-- start Supplied text --

It’s brought out the best in folk who have come out in their thousands across Walsall to help those less fortunate than themselves in any way they can. They’ve come from all walks of life, from across all faith groups and those with no faith. From all cultures across this multicultural community of ours. Many will be from amongst the ranks of your officers.

Carers or recipients of care, whoever they are, they all have one thing in common, when they go back home to their families they want to feel safe and secure in their communities. That’s about it. It’s not much to ask for is it?

So Andy, what words of comfort can you give to my constituents from Coppice Farm in the North West of my patch, through Sneyd Park and The Hamlet, Allens Rough and The Beacon, Wood Lane, The Hawthorne’s, Forest Gate and The Broadway so that they can rest assured that whilst they sleep your Police teams will be dealing with the small but growing minority who roam our neighbourhoods trying to break into homes, steal car and vans that are relied on in order that hard working ordinary folk than pay bills and put food on the table.

-- end Supplied text --

= Written task A =
Return, word for word, the stretch of entries from the line containing "line as [428,198]." through the end of the entries.
= Written task B =
Resume the appeal about community safety in Walsall, continuing on from its final sentence.

-- start Exercise input --

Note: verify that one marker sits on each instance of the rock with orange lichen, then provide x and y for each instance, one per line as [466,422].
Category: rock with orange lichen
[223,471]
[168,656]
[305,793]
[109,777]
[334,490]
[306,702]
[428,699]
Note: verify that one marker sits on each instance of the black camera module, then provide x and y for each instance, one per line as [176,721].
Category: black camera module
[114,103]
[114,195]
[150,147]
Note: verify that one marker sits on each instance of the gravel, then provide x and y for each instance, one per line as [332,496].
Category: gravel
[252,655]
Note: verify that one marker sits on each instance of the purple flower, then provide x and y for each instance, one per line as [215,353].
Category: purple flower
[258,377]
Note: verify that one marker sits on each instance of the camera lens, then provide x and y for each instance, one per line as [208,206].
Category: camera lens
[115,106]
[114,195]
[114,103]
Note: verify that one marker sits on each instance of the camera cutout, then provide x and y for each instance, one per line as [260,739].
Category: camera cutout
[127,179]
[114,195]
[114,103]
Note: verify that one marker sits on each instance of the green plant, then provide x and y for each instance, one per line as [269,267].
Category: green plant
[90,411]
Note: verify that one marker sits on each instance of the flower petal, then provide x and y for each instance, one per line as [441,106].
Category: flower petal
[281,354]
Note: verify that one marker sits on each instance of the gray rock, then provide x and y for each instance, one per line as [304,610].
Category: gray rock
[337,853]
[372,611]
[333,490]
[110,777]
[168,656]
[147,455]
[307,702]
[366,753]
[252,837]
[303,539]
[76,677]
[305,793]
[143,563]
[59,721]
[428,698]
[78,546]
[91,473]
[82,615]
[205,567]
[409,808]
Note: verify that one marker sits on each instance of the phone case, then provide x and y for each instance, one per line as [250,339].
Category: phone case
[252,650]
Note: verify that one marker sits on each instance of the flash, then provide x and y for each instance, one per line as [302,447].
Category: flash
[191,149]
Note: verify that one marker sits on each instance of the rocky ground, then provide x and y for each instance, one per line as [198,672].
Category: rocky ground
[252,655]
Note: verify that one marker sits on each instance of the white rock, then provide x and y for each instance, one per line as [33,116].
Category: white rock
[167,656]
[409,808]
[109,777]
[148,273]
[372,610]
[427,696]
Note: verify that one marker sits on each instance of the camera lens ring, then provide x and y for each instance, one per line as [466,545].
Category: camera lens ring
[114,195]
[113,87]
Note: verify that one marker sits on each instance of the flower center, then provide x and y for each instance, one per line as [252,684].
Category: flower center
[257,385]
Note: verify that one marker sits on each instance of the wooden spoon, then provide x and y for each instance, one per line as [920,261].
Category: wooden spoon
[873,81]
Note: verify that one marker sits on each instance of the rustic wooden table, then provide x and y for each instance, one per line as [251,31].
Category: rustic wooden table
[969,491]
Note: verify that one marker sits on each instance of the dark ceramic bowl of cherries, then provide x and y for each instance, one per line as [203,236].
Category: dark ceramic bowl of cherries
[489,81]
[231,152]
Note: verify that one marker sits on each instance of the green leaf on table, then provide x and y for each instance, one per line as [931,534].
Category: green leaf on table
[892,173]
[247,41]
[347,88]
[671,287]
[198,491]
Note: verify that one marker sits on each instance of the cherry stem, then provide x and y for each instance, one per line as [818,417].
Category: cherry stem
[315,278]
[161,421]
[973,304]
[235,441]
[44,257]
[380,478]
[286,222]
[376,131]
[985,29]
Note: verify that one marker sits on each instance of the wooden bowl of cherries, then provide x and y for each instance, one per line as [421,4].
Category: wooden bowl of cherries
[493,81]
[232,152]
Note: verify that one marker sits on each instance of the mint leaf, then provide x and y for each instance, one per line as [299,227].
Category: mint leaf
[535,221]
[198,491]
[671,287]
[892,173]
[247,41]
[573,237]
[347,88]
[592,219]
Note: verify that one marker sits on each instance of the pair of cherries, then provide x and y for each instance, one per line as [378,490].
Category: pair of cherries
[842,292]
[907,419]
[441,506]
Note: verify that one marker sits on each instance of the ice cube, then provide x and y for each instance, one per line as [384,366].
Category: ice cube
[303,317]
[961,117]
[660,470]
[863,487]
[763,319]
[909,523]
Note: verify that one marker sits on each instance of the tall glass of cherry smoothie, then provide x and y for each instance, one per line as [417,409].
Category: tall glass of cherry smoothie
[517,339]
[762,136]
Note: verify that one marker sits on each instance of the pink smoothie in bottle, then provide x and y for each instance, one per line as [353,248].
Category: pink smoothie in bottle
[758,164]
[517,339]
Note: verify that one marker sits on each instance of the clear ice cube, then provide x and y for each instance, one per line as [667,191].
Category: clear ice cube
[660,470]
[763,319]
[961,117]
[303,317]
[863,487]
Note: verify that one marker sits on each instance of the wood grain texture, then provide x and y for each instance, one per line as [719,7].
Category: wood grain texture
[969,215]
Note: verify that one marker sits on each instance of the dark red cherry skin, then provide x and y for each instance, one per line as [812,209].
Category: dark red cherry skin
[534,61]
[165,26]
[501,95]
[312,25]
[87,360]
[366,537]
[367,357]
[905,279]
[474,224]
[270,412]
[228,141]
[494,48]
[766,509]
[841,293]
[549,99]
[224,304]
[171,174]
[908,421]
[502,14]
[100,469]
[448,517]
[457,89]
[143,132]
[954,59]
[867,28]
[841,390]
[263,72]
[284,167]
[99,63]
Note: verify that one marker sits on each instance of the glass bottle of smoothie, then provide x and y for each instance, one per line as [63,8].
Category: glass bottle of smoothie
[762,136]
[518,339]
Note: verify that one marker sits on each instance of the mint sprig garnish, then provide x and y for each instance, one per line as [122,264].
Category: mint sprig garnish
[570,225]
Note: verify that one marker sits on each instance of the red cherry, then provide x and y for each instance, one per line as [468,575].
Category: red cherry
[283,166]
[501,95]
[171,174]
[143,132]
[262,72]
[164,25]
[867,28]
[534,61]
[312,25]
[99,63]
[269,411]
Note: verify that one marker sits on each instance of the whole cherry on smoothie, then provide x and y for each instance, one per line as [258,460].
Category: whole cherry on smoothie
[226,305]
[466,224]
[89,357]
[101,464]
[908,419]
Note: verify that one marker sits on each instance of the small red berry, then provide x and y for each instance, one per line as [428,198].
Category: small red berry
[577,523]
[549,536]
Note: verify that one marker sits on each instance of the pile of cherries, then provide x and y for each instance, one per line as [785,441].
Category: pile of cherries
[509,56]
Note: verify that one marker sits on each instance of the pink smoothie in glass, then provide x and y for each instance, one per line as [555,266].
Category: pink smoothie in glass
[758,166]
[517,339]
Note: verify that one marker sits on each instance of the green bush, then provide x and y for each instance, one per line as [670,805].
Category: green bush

-- end Exercise input --

= Exercise result A =
Note: verify that one marker sits on each instance of the small red berry, then provide x and y for each instance, one per line as [428,198].
Category: small red berry
[577,523]
[549,536]
Note: verify that one marker sits on each instance of the pile of cherries, then provide x and y for each instance, one per line as [785,441].
Category: pile of cherries
[509,56]
Note: verify that one marker sits on each instance of the pink smoothie in glass, then provide x and y for each instance, one per line as [555,266].
Category: pink smoothie in glass
[758,166]
[517,339]
Note: verify that one marker sits on each instance of the green bush, then provide x and y for each instance, one per line as [670,805].
Category: green bush

= Exercise result B =
What crumbs of comfort can you give them when they get home from, what is in many cases a difficult day’s work and are looking to relax in the comfort of their homes and gardens, that that peace and quiet they crave for isn’t going to be shattered by some foul mouthed lout on an off-road motorbike or quad-bike determined to make life for them. That they are not going to be intimidated by a group of youths with nothing better to do with their time but to fling missiles and foul abuse at them in their homes or worse still, throw a punch at them as they work in their corner shop or indeed be faced with a group of machete wielding young men breaking into and making off with the car that someone relies on to get to work?

What guarantee can you give them that when they dial 101 or go on West Midlands Police Live Chat that they will be taken seriously and not be left hanging on till cut off or left feeling like they are the ones in the wrong? Or worse still, if faced with a threat to life and limb and they dial 999 that they don’t have to wait five days for a response!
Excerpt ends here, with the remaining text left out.